DATASET RECORDS:
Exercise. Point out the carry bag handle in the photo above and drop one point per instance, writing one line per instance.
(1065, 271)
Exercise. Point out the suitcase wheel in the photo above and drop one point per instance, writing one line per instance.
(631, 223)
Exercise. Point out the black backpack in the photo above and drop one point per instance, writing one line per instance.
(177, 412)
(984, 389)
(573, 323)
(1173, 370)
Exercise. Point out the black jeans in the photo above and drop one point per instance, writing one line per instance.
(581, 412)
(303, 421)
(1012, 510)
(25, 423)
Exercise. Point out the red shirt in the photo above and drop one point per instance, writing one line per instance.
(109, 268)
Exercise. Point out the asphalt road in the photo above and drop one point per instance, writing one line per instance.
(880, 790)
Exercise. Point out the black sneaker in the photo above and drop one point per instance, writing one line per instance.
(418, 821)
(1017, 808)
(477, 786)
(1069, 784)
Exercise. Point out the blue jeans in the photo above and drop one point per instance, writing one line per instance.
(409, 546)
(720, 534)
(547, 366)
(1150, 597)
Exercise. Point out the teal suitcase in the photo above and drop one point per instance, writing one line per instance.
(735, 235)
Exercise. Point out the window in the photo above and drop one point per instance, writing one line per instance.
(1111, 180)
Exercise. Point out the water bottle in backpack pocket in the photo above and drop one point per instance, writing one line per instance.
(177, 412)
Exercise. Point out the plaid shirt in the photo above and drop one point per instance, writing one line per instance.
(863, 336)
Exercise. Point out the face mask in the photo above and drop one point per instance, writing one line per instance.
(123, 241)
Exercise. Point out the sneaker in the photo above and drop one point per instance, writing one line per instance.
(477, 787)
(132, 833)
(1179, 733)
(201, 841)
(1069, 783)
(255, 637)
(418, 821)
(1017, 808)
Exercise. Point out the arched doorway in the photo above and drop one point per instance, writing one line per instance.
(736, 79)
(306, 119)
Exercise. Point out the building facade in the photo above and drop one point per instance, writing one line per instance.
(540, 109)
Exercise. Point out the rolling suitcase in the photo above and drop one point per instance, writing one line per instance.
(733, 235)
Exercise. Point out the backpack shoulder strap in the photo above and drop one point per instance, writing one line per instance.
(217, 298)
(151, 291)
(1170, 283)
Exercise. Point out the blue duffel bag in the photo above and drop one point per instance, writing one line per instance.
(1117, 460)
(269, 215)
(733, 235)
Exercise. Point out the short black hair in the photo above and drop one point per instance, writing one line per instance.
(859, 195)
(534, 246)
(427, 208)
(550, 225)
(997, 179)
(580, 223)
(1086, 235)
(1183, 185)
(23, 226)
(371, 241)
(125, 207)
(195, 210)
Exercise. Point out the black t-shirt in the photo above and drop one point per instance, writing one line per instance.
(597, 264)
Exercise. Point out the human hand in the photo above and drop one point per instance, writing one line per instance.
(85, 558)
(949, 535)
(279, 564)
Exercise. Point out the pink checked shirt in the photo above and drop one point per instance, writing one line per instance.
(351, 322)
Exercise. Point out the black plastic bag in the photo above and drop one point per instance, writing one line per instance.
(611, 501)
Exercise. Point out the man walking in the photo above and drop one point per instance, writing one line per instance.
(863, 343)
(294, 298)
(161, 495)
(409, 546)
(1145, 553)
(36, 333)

TASK DESCRIPTION:
Exactly reproduce every line of the data above.

TASK OUTPUT:
Exercise. Point out the carry bag handle in the photo above and drop one point per instance, writing one line per instance.
(1065, 271)
Exercise. Point out the suitcase wheel in the photo above and drop one point per instance, writing one line per instance.
(631, 223)
Exercise. Point out the black backpack in the photo above and drop one point per instance, writing one line per instance.
(177, 412)
(984, 389)
(573, 323)
(1173, 370)
Exercise. Point out the black jeans in the photo above and drop one point per instance, writing one line per instance.
(581, 412)
(303, 421)
(1012, 510)
(25, 423)
Exercise. Point out the red shirt in the photo above and drop one point per instance, writing one line per instance.
(109, 268)
Exercise. Point out the asphalt road in the photo above and drop one point per instance, writing one line per instance.
(880, 790)
Exercise. Point out the black sneaker in the photo above and drop one point per instance, writing one line per instance.
(418, 821)
(1017, 808)
(477, 786)
(1069, 784)
Exercise. Point out the blue jeans in the photo above and drop one point per instance, writing one line per instance.
(409, 546)
(720, 534)
(547, 366)
(1150, 597)
Exercise. Point out the teal suitcase in the photo above and drop one point per instance, writing one line per instance.
(735, 235)
Exercise. Point out the window in the photo above and drop one point per instance, writing one line per instance.
(1111, 180)
Exercise. Point out the water bottle in backpack pocket in the photo above and drop one point per instance, writing one line per instance.
(177, 412)
Exercise. Point out the plaid shirt in the photo above and drop one point per instance, writing one line per instance.
(863, 336)
Exercise. Point out the face mask in the photo above and drop one point per instance, writing one line per instance.
(123, 241)
Exercise. Point out the sneaker in the photo above and drop one point per instance, writing one line per instance.
(477, 787)
(132, 833)
(1179, 733)
(201, 841)
(1069, 783)
(255, 637)
(418, 821)
(1017, 808)
Exercise. Point out the arched doorway in the photo above and drop one point per instance, writing one line per instance.
(736, 79)
(306, 119)
Exercise. Point out the building facade in the photo above and drop one point per instance, writing one line per instance.
(540, 109)
Exercise. Point out the rolling suitcase in the photo above and drop one point per instance, writing one line per instance.
(733, 235)
Exercise. Point out the backpack shoulder strap in the photo above and drop one point per instance, writing one line per instance.
(217, 298)
(151, 291)
(1170, 283)
Exercise. Point out the blue duffel bag in the photo above and drop one point per instance, writing one line per instance.
(1117, 460)
(269, 215)
(733, 235)
Exercise. Point out the short black hair in the photo above and drop one point per instance, writing one line per instance.
(859, 195)
(534, 246)
(427, 208)
(550, 225)
(997, 179)
(580, 223)
(1086, 235)
(1183, 185)
(23, 226)
(371, 241)
(125, 207)
(195, 210)
Exercise. Point out the black t-shirt in the photo above and drop one point per instance, writing one line per instance.
(597, 264)
Exercise. Point out the human hand in the photo above and drop one point per instance, writing one line per instance.
(85, 558)
(949, 535)
(279, 564)
Exercise. Point out the pink checked shirt in the photo above and drop one point per instance, writing one line per instance.
(351, 322)
Exercise. Point out the black plastic bag in the photo above and drop one point per instance, writing one line per instance.
(611, 501)
Exercise. Point out the man walking in the photo above and drop one point per instance, writing one line per instance.
(863, 343)
(294, 298)
(161, 495)
(409, 546)
(1145, 553)
(36, 333)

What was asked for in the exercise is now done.